- _Excerpt_
=-=-=-=-=
The ligand structure plays a vital role in achieving high enantioselectivities.3 The ability to vary the ligand structure both electronically and sterically is essential to achieve the best ee values for various substrates due to the lack of a general catalyst solution in ATH. Our recent development4 on chiral vicinal diamines by diboron-templated asymmetric reductive couplings provided the opportunity to finely tune the structures of Noyori–Ikariya catalysts. In particular, recent reports by Ogo,5 Fukuzumi,6 and Carreira7 on the ATH of functionalized ketones in an aqueous solution employed iridium(III) catalysts with unfunctionalized chiral vicinal diamine ligands. The availability of a number of chiral vicinal diamines could allow these reductions to proceed in a highly enantioselective fashion (Figure 1b).

In order to make ATH catalysts recyclable and more efficient, various Noyori–Ikariya catalysts supported on silicas,8 polymers,9 ionic liquids,10 or micelles11 were developed, showing appreciable reactivities, enantioselectivities, and recyclability. Generally, the supported catalysts provided high reactivities and enantioselectivities similar to the corresponding unsupported Noyori–Ikariya catalysts for 3–10 cycles. However, because of the much lower total TONs compared to hydrogenation with molecular hydrogen, supported ATH catalysts are yet to be applied widely in industry.
=-=-=-=-=
- _Stated task A_
Render everything in the listing from the line containing "Would you mind tagging the woman's arm" down to the final line of the listing as a Markdown table with the columns Row and Content, giving each line a row number and omitting blank lines.

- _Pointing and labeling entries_
=-=-=-=-=
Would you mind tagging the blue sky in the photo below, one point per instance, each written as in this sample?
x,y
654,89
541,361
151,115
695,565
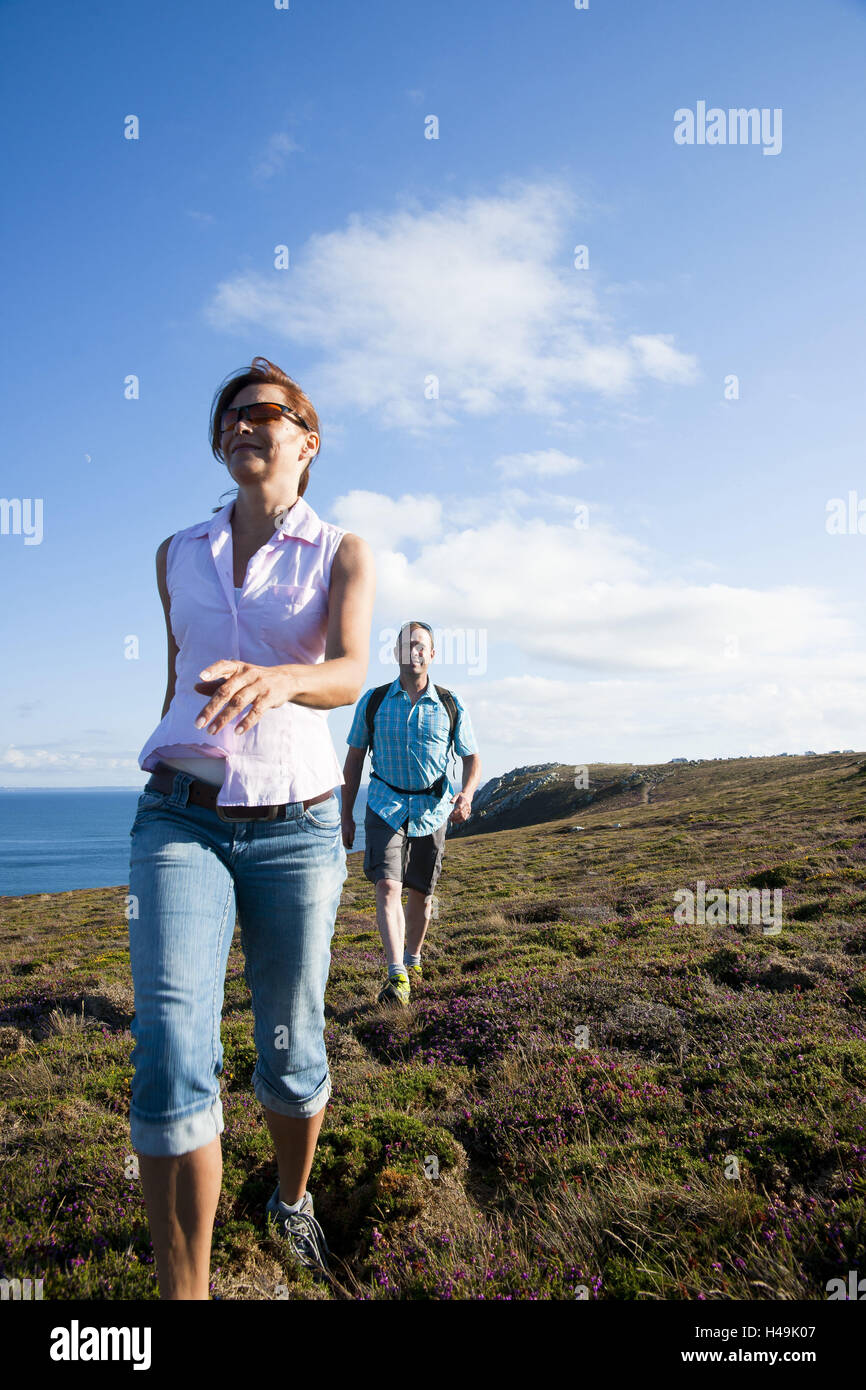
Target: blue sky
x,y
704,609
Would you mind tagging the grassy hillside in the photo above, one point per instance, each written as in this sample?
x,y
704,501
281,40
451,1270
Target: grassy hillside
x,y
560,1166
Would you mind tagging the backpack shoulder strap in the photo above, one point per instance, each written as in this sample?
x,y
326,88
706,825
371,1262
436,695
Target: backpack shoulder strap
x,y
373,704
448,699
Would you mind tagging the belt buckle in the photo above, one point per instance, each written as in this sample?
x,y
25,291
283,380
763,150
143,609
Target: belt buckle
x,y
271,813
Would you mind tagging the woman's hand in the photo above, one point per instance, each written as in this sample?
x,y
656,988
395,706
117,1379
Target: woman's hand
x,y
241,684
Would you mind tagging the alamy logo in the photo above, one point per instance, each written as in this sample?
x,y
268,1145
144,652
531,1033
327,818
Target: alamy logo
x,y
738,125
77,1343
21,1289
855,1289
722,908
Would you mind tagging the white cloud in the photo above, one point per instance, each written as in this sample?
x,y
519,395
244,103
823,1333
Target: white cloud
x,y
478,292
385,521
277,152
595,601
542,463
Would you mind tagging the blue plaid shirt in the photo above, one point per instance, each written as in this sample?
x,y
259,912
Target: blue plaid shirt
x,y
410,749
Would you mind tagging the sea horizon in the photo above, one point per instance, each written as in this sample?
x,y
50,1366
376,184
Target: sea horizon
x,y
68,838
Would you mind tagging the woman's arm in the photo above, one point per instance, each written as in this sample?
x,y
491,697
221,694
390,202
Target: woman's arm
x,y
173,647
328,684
=-=-=-=-=
- _Stated task B_
Reproduce everything in the excerpt on transfer hydrogenation catalysts from "The ligand structure plays" down to "fashion (Figure 1b).".

- _Correct answer A_
| Row | Content |
|---|---|
| 1 | Would you mind tagging the woman's arm in the photo above, one point per instance, each written as in this sample? |
| 2 | x,y |
| 3 | 491,697 |
| 4 | 221,694 |
| 5 | 390,202 |
| 6 | Target: woman's arm |
| 7 | x,y |
| 8 | 173,647 |
| 9 | 328,684 |

- _Correct answer B_
The ligand structure plays a vital role in achieving high enantioselectivities.3 The ability to vary the ligand structure both electronically and sterically is essential to achieve the best ee values for various substrates due to the lack of a general catalyst solution in ATH. Our recent development4 on chiral vicinal diamines by diboron-templated asymmetric reductive couplings provided the opportunity to finely tune the structures of Noyori–Ikariya catalysts. In particular, recent reports by Ogo,5 Fukuzumi,6 and Carreira7 on the ATH of functionalized ketones in an aqueous solution employed iridium(III) catalysts with unfunctionalized chiral vicinal diamine ligands. The availability of a number of chiral vicinal diamines could allow these reductions to proceed in a highly enantioselective fashion (Figure 1b).